AIM OF THE TASK
Render every line of the records below as a Markdown table with the columns Row and Line. Put a running number in Row, and leave out any blank lines.

INPUT FOR THIS TASK
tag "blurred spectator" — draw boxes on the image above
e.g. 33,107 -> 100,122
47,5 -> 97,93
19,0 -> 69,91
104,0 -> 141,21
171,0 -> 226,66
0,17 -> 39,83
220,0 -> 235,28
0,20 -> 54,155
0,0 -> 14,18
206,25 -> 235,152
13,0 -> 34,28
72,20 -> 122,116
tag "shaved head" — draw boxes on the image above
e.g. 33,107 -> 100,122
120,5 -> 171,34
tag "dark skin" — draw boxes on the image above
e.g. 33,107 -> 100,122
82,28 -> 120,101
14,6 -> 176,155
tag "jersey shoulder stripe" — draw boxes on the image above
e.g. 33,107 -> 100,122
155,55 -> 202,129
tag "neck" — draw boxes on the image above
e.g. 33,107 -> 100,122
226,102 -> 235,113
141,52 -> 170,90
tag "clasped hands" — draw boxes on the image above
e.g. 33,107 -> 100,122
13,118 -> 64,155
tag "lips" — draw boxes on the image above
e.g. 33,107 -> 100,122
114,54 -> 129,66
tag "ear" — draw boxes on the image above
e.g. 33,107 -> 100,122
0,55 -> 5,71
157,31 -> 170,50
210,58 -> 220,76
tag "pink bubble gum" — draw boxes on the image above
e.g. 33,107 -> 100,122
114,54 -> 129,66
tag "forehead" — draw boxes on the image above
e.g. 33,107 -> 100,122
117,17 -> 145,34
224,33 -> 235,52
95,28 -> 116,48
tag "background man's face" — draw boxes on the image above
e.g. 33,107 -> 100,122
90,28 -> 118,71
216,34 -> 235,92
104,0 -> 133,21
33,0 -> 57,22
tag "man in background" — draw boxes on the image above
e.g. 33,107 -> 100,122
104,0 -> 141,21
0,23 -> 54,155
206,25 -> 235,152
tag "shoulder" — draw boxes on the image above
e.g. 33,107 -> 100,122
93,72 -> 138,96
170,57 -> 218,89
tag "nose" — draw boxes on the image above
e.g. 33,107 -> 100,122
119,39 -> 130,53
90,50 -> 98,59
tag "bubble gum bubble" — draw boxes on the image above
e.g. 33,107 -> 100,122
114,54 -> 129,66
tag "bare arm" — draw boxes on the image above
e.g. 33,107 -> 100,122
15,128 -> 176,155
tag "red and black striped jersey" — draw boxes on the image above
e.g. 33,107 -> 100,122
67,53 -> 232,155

SOLVED PROBLEM
| Row | Line |
|---|---|
| 1 | tag "blurred spectator" — draw boxes on the image above |
| 2 | e.g. 33,107 -> 100,122 |
| 3 | 47,5 -> 97,93 |
| 4 | 19,0 -> 69,91 |
| 5 | 104,0 -> 141,21 |
| 6 | 171,0 -> 226,66 |
| 7 | 0,17 -> 39,83 |
| 8 | 220,0 -> 235,28 |
| 9 | 0,20 -> 54,155 |
| 10 | 0,0 -> 14,18 |
| 11 | 206,25 -> 235,152 |
| 12 | 13,0 -> 34,28 |
| 13 | 72,20 -> 122,116 |
| 14 | tag "shaved head" — draw boxes on the image above |
| 15 | e.g. 33,107 -> 100,122 |
| 16 | 120,5 -> 171,34 |
| 17 | tag "dark skin" — draw boxes on the image above |
| 18 | e.g. 33,107 -> 100,122 |
| 19 | 82,28 -> 120,101 |
| 20 | 14,6 -> 176,155 |
| 21 | tag "jersey shoulder stripe" — draw boxes on the image above |
| 22 | e.g. 33,107 -> 100,122 |
| 23 | 155,55 -> 202,129 |
| 24 | tag "neck" — draw boxes on the image above |
| 25 | e.g. 33,107 -> 100,122 |
| 26 | 226,102 -> 235,113 |
| 27 | 141,52 -> 170,90 |
| 28 | tag "clasped hands" — draw boxes on the image above |
| 29 | e.g. 33,107 -> 100,122 |
| 30 | 13,118 -> 64,155 |
| 31 | tag "lips" — draw boxes on the image above |
| 32 | e.g. 33,107 -> 100,122 |
| 33 | 114,54 -> 129,66 |
| 34 | tag "ear" — draw boxes on the image above |
| 35 | e.g. 33,107 -> 100,122 |
| 36 | 0,55 -> 5,71 |
| 37 | 157,31 -> 170,50 |
| 38 | 210,58 -> 220,76 |
| 39 | tag "pink bubble gum" — draw boxes on the image above |
| 40 | e.g. 33,107 -> 100,122 |
| 41 | 114,54 -> 129,66 |
| 42 | tag "forehead" — draw boxes on the image above |
| 43 | e.g. 33,107 -> 100,122 |
| 44 | 117,17 -> 145,34 |
| 45 | 224,33 -> 235,52 |
| 46 | 95,28 -> 116,48 |
| 47 | tag "background man's face" — draw boxes on the image above |
| 48 | e.g. 33,107 -> 100,122 |
| 49 | 90,28 -> 118,71 |
| 50 | 216,34 -> 235,92 |
| 51 | 104,0 -> 133,21 |
| 52 | 33,0 -> 57,22 |
| 53 | tag "man in background" — draw boxes on the image above |
| 54 | e.g. 33,107 -> 100,122 |
| 55 | 104,0 -> 141,21 |
| 56 | 0,23 -> 54,155 |
| 57 | 206,25 -> 235,152 |
| 58 | tag "shoulder" — draw boxes on the image above |
| 59 | e.g. 33,107 -> 100,122 |
| 60 | 93,72 -> 138,96 |
| 61 | 170,57 -> 218,89 |
| 62 | tag "nose" — draw boxes on the image above |
| 63 | e.g. 33,107 -> 100,122 |
| 64 | 119,39 -> 130,53 |
| 65 | 90,50 -> 98,59 |
| 66 | tag "bubble gum bubble" — draw boxes on the image above |
| 67 | e.g. 33,107 -> 100,122 |
| 68 | 114,54 -> 129,66 |
| 69 | tag "bare arm" — draw boxes on the image above |
| 70 | e.g. 33,107 -> 100,122 |
| 71 | 15,128 -> 176,155 |
| 72 | tag "red and black striped jersey" — draw boxes on the image above |
| 73 | e.g. 33,107 -> 100,122 |
| 74 | 67,53 -> 232,155 |